# Set exercise
Print verbatim every line starting at the one that contains "for every instance of the concrete ceiling, set" and ending at the final line of the records; include both endpoints.

(Lines of data)
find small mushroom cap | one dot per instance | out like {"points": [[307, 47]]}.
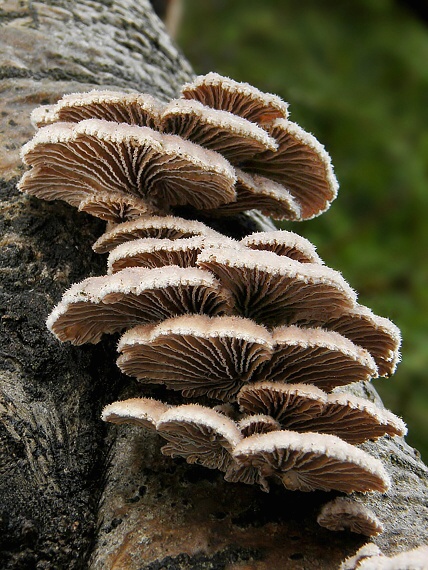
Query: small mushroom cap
{"points": [[312, 461], [284, 243], [301, 164], [275, 290], [284, 402], [415, 559], [353, 419], [135, 109], [376, 334], [240, 99], [199, 434], [344, 513], [144, 412], [108, 304], [316, 356], [160, 227], [115, 207], [196, 354], [258, 193], [164, 169], [305, 408], [365, 552], [234, 137], [153, 252], [259, 423]]}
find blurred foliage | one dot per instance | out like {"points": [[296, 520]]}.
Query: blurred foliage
{"points": [[355, 74]]}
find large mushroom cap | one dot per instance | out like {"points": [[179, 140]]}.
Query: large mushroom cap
{"points": [[284, 402], [135, 109], [115, 207], [301, 164], [196, 354], [258, 423], [323, 358], [258, 193], [153, 252], [234, 137], [274, 290], [144, 412], [71, 161], [160, 227], [415, 559], [376, 334], [283, 243], [110, 303], [240, 99], [344, 513], [312, 461], [365, 552], [199, 434], [305, 408]]}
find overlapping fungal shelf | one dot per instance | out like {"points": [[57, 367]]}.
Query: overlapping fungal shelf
{"points": [[260, 328], [223, 147]]}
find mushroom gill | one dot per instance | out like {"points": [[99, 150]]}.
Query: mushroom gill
{"points": [[344, 513], [260, 325], [216, 123]]}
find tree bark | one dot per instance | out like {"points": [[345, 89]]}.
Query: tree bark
{"points": [[76, 493]]}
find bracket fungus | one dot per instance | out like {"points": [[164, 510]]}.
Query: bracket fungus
{"points": [[274, 290], [182, 152], [133, 296], [153, 252], [283, 243], [254, 450], [260, 325], [157, 227], [344, 513], [70, 161], [369, 557], [242, 99]]}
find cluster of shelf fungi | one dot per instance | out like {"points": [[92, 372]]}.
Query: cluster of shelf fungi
{"points": [[258, 334]]}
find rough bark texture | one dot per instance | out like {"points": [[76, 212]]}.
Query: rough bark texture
{"points": [[76, 493]]}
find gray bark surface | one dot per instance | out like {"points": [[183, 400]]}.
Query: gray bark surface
{"points": [[75, 493]]}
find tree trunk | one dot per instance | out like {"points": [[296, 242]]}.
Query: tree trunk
{"points": [[76, 493]]}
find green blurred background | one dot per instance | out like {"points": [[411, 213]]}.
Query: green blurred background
{"points": [[356, 75]]}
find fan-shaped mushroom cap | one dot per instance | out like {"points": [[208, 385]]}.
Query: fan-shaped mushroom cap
{"points": [[143, 412], [344, 513], [312, 461], [365, 552], [284, 402], [353, 419], [152, 252], [260, 423], [256, 192], [312, 355], [133, 296], [304, 408], [240, 99], [196, 354], [275, 290], [115, 207], [376, 334], [199, 434], [71, 161], [135, 109], [283, 243], [415, 559], [165, 227], [301, 164], [234, 137]]}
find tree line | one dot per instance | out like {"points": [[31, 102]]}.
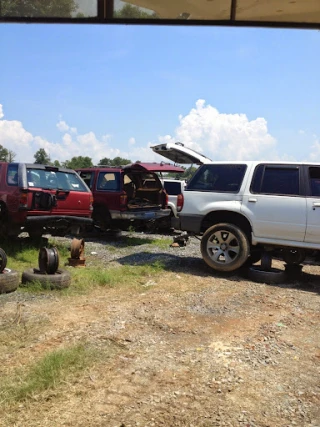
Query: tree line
{"points": [[41, 157], [63, 9]]}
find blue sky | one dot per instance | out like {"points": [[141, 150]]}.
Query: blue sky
{"points": [[103, 91]]}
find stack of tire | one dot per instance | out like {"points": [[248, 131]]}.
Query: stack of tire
{"points": [[48, 273], [9, 279]]}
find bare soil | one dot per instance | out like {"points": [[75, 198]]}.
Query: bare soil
{"points": [[190, 348]]}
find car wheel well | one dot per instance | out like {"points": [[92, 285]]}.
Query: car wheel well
{"points": [[227, 217]]}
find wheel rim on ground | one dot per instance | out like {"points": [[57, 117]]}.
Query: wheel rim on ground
{"points": [[77, 248], [48, 260]]}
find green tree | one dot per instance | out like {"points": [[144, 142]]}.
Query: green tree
{"points": [[78, 162], [41, 157], [38, 8], [133, 12], [120, 161], [11, 156]]}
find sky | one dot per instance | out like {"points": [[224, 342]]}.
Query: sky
{"points": [[115, 90]]}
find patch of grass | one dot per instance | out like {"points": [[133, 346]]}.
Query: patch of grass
{"points": [[47, 373], [161, 243], [23, 253], [126, 275]]}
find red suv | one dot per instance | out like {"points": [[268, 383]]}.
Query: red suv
{"points": [[128, 194], [42, 199]]}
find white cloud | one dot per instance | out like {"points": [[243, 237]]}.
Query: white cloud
{"points": [[314, 155], [223, 136]]}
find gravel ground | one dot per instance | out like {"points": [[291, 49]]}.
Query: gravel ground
{"points": [[194, 348]]}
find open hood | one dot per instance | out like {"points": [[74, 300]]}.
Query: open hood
{"points": [[154, 167], [178, 153]]}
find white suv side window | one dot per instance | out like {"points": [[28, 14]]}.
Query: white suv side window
{"points": [[277, 180]]}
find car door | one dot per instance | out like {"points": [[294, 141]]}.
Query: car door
{"points": [[275, 203], [313, 204]]}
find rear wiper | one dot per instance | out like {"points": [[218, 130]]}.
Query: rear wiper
{"points": [[62, 190]]}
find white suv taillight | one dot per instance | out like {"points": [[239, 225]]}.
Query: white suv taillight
{"points": [[23, 200]]}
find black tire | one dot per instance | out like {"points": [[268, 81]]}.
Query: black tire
{"points": [[272, 276], [77, 248], [3, 260], [9, 281], [60, 280], [225, 247]]}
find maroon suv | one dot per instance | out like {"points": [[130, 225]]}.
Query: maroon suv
{"points": [[42, 199], [128, 194]]}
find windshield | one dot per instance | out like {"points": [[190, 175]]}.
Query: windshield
{"points": [[65, 181]]}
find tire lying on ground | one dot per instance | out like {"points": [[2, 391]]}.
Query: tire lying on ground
{"points": [[9, 281], [3, 260], [273, 276], [60, 280]]}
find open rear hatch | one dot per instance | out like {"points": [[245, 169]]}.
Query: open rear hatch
{"points": [[178, 153], [143, 186]]}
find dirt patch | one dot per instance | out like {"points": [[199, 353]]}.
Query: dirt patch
{"points": [[193, 349]]}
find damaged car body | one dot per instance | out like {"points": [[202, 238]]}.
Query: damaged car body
{"points": [[42, 199]]}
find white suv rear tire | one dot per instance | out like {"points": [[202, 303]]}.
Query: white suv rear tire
{"points": [[225, 247]]}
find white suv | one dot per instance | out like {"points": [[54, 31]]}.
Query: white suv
{"points": [[242, 208]]}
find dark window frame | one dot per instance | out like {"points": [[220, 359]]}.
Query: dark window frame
{"points": [[261, 169], [212, 166]]}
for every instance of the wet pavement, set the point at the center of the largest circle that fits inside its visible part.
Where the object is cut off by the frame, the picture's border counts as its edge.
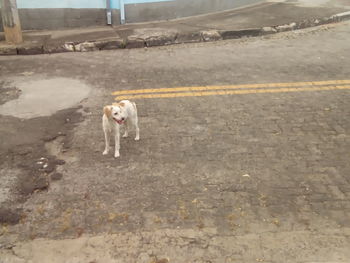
(249, 177)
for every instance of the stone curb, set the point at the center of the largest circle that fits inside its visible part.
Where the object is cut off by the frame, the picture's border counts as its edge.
(172, 38)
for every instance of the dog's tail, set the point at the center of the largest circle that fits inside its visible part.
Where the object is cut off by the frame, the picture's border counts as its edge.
(134, 104)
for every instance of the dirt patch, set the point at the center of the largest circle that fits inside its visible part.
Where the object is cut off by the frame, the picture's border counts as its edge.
(25, 155)
(8, 92)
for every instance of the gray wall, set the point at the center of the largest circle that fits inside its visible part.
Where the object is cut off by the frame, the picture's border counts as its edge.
(56, 18)
(179, 8)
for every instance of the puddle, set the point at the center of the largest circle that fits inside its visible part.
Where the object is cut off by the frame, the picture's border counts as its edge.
(45, 97)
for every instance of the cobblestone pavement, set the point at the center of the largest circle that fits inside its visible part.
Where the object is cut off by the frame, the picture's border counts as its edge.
(259, 177)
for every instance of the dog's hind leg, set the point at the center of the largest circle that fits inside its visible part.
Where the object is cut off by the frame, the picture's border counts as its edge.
(126, 128)
(107, 133)
(136, 124)
(117, 141)
(135, 121)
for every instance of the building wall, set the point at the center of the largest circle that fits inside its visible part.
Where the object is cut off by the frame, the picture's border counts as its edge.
(55, 14)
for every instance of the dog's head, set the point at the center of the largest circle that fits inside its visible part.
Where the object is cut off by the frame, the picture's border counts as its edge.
(116, 112)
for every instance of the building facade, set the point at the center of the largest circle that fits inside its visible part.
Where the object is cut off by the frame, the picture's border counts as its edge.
(55, 14)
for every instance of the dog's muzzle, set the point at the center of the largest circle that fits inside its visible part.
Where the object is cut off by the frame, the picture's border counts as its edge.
(119, 121)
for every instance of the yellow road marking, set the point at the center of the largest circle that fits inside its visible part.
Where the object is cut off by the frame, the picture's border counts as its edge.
(228, 92)
(225, 87)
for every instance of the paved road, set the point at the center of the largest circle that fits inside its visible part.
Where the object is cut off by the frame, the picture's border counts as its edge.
(258, 176)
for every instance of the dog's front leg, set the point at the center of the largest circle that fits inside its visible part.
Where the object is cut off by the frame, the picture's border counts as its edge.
(126, 127)
(117, 141)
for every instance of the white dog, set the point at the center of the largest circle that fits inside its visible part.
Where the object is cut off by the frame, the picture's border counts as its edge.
(124, 112)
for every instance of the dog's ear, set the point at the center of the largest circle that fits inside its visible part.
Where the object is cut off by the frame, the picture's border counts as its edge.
(107, 110)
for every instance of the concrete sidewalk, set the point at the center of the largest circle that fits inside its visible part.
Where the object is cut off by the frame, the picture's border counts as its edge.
(256, 20)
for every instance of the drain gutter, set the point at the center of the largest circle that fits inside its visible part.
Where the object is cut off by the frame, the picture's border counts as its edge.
(109, 12)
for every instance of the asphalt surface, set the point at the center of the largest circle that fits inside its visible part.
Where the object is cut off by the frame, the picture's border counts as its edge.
(258, 177)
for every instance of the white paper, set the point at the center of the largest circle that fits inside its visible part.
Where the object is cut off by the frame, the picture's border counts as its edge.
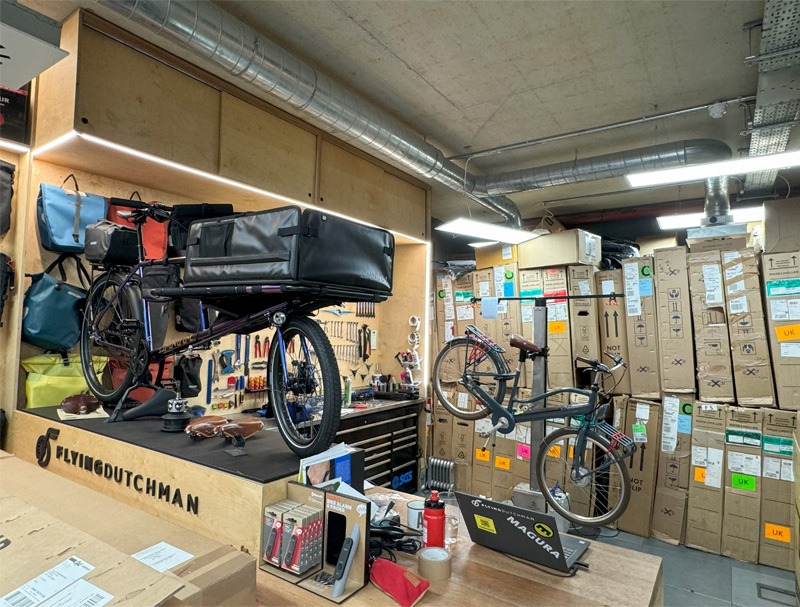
(738, 305)
(47, 584)
(790, 350)
(787, 470)
(465, 313)
(712, 278)
(714, 468)
(744, 463)
(79, 594)
(772, 468)
(669, 427)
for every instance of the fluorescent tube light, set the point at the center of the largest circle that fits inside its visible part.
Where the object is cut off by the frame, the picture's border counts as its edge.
(699, 172)
(692, 220)
(489, 231)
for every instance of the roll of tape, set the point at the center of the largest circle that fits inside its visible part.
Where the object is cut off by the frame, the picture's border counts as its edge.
(434, 564)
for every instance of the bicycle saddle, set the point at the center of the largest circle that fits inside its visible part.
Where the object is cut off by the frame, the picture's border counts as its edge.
(523, 344)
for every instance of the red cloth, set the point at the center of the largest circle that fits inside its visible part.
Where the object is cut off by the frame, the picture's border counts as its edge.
(398, 582)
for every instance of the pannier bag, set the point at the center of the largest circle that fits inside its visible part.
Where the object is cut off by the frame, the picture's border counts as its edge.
(288, 245)
(182, 217)
(108, 243)
(52, 309)
(154, 233)
(53, 377)
(63, 215)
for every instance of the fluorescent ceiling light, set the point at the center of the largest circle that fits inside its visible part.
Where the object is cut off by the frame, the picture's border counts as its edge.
(692, 220)
(489, 231)
(699, 172)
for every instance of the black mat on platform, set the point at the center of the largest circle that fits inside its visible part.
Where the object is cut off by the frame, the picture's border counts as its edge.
(268, 456)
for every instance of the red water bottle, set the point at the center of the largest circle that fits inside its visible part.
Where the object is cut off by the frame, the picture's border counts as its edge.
(433, 521)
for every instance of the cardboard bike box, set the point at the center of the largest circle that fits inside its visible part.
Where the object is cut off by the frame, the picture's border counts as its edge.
(289, 246)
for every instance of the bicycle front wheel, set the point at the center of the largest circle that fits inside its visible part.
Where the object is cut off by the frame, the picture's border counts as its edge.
(304, 388)
(599, 494)
(483, 365)
(112, 330)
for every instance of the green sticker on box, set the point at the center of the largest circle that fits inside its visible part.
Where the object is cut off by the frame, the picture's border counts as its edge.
(745, 482)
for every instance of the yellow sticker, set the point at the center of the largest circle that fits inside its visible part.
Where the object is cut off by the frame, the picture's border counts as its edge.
(504, 463)
(779, 533)
(485, 523)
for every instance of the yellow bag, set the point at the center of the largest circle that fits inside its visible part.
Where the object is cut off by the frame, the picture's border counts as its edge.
(51, 378)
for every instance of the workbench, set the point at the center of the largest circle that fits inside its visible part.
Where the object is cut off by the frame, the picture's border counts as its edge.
(484, 578)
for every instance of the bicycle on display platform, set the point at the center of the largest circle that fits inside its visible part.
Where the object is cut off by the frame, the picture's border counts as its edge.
(302, 372)
(586, 457)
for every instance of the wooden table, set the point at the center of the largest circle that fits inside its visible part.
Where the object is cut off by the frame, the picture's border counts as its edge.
(484, 578)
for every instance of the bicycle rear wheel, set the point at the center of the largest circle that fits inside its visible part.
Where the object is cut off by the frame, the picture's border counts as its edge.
(304, 387)
(484, 365)
(116, 334)
(600, 495)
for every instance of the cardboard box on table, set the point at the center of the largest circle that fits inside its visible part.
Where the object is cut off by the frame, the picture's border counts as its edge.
(777, 541)
(613, 329)
(752, 369)
(211, 574)
(675, 336)
(781, 276)
(643, 424)
(642, 327)
(674, 468)
(712, 345)
(706, 491)
(742, 511)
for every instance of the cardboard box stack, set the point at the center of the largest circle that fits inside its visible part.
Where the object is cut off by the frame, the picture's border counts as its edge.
(712, 345)
(706, 494)
(675, 336)
(613, 329)
(752, 370)
(742, 509)
(777, 542)
(781, 276)
(674, 467)
(641, 327)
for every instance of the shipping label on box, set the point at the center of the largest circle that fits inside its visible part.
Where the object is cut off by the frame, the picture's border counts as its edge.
(643, 423)
(642, 327)
(781, 275)
(706, 492)
(675, 337)
(613, 329)
(752, 369)
(712, 345)
(675, 459)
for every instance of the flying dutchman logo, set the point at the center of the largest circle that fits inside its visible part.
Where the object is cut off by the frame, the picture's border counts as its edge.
(124, 477)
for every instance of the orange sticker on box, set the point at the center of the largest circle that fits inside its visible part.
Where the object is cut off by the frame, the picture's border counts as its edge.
(699, 475)
(503, 463)
(779, 533)
(788, 333)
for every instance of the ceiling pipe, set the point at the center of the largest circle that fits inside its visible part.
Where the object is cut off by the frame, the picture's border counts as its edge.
(245, 56)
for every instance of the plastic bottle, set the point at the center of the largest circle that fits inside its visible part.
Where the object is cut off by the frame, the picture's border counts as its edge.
(433, 521)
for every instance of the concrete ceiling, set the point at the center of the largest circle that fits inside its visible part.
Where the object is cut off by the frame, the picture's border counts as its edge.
(469, 75)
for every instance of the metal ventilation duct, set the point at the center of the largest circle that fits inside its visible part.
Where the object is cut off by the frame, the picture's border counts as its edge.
(245, 55)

# Task result
for every instance of the concrete ceiling, set the point at the center of the largest circle that fits inside its visible part.
Where the object is cut off by the frame, the picture's border counts as its edge.
(469, 75)
for every instance of the metal ventilation duct, set the point at the center of the largest circle that fits inside its visible part.
Where the object is cut off by the frame, the picture's border counts as its edge.
(245, 55)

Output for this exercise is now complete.